Transcreva do trecho sobre o Metrô de São Paulo a parte que vai de "Já em 2020, com" até "de R$ 3,49.", inclusive.
═════ Trecho para leitura ═════
O caso do Metrô de São Paulo é útil para ilustrar este raciocínio. Com normalidade operacional, em 2019 (1), o Metrô realizou 1.098 bilhão de viagens, registrando um prejuízo de R$ 599 milhões no exercício. Cumpre ressaltar que, neste mesmo ano, foram aportados pelo Tesouro da Fazenda do Estado R$ 630 milhões como ressarcimento de gratuidade. Somando as despesas que, em última instância, são assumidas pela Fazenda, o prejuízo e o ressarcimento de gratuidades totaliza aproximadamente R$ 1,3 bilhão, que, dividido pelas viagens daquele ano, resulta em um subsídio público de R$ 1,12 por viagem.

Já em 2020, com os impactos da pandemia, as viagens caíram pela metade, registrando, no ano passado, o montante de 554 milhões. O prejuízo da empresa foi de R$ 1,7 bilhão e o ressarcimento de gratuidades representou R$ 234 milhões. Realizando a conta proposta no parágrafo anterior, o subsídio público por viagem no ano de 2020 alcançou o valor de R$ 3,49.

É importante salientar que a receita do Metrô de São Paulo é impactada pela ordem de pagamento da Câmara de Compensação que integra a bilhetagem da Região Metropolitana de São Paulo e pela tarifa paga às concessionárias, que não é igual à arrecadação média do sistema de trilhos. Há, portanto, outros fatores que impactam o resultado financeiro do Metrô que podem ser mais bem analisados oportunamente, mas que não alteram o valor efetivamente subsidiado nos anos em questão.
═════ Listagem fornecida ═════
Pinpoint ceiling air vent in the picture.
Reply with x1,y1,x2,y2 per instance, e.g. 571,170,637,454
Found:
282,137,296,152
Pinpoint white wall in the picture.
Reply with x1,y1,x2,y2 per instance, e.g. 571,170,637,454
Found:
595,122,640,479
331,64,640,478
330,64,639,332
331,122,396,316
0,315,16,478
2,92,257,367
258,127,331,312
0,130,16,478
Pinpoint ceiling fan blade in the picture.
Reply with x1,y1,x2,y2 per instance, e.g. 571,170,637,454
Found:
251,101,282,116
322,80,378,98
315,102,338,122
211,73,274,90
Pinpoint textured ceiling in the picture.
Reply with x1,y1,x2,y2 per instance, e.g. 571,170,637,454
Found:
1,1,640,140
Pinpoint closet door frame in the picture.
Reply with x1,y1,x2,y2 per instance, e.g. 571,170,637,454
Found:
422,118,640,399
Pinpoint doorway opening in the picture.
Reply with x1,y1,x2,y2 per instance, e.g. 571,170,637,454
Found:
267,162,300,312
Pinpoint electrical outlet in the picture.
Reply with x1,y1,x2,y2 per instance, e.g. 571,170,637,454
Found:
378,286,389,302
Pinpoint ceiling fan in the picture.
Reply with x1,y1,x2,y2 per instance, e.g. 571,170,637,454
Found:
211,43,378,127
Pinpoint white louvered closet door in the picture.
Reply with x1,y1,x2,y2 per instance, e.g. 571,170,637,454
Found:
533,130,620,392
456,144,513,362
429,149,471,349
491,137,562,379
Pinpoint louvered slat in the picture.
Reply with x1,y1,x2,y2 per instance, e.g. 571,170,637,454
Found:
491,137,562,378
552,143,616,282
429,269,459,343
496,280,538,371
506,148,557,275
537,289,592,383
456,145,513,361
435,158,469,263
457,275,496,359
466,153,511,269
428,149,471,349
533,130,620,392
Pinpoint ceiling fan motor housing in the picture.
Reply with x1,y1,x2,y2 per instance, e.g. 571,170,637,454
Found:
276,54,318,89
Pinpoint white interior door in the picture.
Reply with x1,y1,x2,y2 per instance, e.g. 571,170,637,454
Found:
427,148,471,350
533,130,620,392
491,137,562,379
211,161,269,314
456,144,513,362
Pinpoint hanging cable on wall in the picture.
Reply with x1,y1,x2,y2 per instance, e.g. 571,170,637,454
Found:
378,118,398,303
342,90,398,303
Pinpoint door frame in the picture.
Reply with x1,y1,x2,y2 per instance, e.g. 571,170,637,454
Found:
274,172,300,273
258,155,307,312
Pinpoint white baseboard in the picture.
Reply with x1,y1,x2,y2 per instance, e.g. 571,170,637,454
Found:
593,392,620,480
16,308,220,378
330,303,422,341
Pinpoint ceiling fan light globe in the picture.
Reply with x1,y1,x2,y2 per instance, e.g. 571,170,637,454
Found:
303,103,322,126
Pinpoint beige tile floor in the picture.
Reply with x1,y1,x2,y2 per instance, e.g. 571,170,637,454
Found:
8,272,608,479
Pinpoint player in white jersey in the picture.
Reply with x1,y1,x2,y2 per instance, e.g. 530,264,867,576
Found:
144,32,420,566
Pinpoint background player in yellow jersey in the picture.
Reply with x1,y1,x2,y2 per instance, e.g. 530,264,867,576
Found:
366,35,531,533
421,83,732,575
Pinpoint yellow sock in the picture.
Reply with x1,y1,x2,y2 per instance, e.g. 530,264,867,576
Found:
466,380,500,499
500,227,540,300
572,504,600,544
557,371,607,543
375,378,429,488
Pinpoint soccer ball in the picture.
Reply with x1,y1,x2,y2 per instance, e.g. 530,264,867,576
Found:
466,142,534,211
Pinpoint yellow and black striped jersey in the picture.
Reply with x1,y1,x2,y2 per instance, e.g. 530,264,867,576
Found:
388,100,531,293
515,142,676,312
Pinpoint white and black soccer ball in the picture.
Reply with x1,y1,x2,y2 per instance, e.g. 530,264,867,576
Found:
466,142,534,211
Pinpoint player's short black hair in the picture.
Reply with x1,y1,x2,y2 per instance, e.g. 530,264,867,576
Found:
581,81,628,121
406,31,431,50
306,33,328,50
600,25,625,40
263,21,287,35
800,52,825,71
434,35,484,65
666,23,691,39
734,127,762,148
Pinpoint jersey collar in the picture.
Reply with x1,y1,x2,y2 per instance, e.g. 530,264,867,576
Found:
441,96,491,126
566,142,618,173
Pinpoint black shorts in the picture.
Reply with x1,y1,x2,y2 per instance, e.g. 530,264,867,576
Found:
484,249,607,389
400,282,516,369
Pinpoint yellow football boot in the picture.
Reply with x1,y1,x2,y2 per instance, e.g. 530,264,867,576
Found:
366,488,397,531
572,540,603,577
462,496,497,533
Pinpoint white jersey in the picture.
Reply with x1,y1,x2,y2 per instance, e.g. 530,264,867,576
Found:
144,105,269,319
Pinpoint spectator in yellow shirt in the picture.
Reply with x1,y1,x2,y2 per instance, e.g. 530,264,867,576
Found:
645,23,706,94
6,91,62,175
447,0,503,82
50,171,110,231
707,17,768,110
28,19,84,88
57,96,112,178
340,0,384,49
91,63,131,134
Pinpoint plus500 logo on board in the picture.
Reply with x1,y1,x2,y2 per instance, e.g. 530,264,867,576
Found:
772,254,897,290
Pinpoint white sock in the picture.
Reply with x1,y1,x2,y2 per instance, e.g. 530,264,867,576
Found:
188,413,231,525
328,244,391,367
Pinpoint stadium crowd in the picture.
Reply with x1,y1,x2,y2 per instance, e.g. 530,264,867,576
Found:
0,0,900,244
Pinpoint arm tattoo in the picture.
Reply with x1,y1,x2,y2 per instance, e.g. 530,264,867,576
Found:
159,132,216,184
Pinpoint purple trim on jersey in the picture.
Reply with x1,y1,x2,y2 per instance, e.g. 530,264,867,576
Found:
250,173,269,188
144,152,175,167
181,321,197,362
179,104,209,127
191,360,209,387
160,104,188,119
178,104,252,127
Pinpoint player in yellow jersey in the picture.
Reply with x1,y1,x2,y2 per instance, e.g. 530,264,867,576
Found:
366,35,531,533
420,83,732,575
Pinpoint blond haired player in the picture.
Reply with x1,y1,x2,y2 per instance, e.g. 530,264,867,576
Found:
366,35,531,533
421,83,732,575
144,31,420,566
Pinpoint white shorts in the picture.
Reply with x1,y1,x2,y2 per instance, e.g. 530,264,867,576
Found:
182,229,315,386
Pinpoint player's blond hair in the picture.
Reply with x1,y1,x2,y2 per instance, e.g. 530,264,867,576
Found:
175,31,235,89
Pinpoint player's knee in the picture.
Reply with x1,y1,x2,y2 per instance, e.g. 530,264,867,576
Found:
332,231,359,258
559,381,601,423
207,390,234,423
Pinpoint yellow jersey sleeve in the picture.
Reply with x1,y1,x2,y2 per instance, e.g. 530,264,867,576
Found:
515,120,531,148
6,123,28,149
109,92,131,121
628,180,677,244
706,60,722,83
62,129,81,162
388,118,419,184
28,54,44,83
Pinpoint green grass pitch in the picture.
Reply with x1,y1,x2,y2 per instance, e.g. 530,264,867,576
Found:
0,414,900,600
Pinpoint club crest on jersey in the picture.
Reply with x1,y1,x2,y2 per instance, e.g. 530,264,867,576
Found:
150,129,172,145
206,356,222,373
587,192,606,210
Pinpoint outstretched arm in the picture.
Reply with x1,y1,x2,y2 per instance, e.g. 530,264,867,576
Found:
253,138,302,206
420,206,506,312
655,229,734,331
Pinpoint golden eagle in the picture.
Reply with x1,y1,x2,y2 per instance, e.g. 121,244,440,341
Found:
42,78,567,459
═════
Solução do exercício =>
Já em 2020, com os impactos da pandemia, as viagens caíram pela metade, registrando, no ano passado, o montante de 554 milhões. O prejuízo da empresa foi de R$ 1,7 bilhão e o ressarcimento de gratuidades representou R$ 234 milhões. Realizando a conta proposta no parágrafo anterior, o subsídio público por viagem no ano de 2020 alcançou o valor de R$ 3,49.